DATA EXTRACTS:

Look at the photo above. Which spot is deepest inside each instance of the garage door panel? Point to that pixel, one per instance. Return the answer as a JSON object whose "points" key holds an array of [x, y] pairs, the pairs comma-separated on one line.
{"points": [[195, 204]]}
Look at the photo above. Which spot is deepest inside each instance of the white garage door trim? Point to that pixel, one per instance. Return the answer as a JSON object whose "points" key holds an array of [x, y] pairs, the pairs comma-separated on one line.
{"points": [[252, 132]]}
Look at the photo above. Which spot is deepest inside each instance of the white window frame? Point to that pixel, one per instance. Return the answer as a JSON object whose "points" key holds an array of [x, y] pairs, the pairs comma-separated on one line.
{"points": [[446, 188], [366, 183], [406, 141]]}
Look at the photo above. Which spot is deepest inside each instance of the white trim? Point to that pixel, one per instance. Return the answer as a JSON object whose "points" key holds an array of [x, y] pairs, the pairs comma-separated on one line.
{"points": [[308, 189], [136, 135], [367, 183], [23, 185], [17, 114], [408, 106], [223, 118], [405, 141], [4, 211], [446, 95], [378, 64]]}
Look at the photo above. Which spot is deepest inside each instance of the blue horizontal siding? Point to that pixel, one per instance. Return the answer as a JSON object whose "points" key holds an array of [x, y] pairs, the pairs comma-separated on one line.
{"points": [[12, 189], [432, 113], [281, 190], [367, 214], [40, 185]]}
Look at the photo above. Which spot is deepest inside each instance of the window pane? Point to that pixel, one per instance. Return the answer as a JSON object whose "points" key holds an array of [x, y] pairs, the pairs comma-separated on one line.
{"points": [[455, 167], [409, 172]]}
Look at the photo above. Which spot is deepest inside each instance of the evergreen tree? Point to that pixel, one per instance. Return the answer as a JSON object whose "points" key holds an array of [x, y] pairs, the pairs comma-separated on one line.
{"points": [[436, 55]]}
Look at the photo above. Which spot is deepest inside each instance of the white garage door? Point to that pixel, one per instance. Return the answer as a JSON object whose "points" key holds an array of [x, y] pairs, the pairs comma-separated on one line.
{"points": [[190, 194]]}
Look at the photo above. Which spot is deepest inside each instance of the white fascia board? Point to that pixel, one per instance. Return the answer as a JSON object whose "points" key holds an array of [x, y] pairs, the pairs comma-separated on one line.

DESCRIPTION OF THE TASK: Write out, exactly as given, the line containing "white garage door?" and every line after it to the end of the records. Include nothing else.

SOLUTION TO THIS EXERCISE:
Look at the photo above. Which spot is deepest inside each instance of the white garage door? Point to that pixel, one per instance. Return the answer as a JSON object whose "points" key holds an array of [x, y] pairs, the pairs comma-separated on one line.
{"points": [[190, 194]]}
Look at the photo above. Which spot is deepest inside each instance of the white fascia board? Point to that pixel, one per instance. Return the answer as a JSON object whose "points" key holds an array of [x, y] pairs, the pairs comma-separated on one line.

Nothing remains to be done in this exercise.